Selected passage.
>> start
Oddly enough, in the standing section there were these random chairs that people had sat down in. No idea why they were there, but whatever, those people we sitting and we could just look right over their hands. Right in front of us though was a couple of older guys (probably around 50s) who were a total buffed out motorcycle riding couple. LOVED them! One of the guys was totally into the concert and would occasionally standing up, straddle his chair (like Britney in the Stronger video) and start dancing. It was AMAZING! However, as the night went on, we realized that his boyfriend wasn’t have as much fun as him. He kept getting up, standing behind his chair (and blocking my view), walking outside, coming back, turn, smile, shift, repeat. It was annoying. To make matters worse, he kept yelling at his boyfriend telling him he wanted to leave. Poor guy who just wanted to dance straddling his chair! Who wants to hate on that? Eventually, the yelling boyfriend left, and his boyfriend went down to the dance floor and rocked it out hardcore.
>> end
Given problem 1. Pull out every line of the records that contains the word "wall".
The text and the records have nothing to do with each other.

Supplied material.
>> start
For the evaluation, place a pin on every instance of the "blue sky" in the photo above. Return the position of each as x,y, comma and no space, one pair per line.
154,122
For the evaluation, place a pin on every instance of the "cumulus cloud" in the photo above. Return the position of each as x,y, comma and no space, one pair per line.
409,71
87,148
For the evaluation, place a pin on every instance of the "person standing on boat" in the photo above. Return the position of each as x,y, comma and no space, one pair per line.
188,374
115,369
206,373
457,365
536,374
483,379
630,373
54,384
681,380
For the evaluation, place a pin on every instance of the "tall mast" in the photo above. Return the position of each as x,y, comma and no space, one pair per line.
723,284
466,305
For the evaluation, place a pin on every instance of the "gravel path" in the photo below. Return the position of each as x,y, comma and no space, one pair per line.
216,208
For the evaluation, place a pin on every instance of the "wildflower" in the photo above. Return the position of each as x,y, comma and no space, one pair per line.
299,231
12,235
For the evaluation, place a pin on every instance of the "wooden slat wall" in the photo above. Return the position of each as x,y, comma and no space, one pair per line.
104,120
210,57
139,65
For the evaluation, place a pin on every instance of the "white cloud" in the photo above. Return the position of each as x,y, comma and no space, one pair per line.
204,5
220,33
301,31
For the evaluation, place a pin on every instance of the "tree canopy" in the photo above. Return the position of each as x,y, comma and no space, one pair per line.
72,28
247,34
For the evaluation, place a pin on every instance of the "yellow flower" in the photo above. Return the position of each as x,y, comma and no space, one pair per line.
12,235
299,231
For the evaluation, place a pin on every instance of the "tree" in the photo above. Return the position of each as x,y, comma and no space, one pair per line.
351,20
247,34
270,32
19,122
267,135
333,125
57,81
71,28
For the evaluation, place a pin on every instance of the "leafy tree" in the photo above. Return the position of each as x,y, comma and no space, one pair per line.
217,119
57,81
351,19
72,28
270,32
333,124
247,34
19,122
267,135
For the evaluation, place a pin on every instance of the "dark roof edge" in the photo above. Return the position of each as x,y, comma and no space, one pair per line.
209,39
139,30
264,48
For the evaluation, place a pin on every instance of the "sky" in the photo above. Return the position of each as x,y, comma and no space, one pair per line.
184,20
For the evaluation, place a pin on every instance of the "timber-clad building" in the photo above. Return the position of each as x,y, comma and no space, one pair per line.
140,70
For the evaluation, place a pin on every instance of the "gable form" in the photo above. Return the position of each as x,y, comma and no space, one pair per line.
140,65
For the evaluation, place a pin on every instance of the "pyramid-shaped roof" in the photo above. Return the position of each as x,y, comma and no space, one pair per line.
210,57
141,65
>> end
Given problem 2.
Answer these questions about the concert passage, one per line:
(a) In which section were the random chairs?
(b) Whose video is the chair-straddling dance compared to?
(c) Where did the dancing man go after the yelling boyfriend left?

Exercise output 1.
For the evaluation, place a pin on every instance of the "wooden slat wall" in the photo above. Return the position of each as x,y, comma and no space, one pair per line.

Exercise output 2.
(a) The standing section.
(b) Britney's, in the Stronger video.
(c) Down to the dance floor.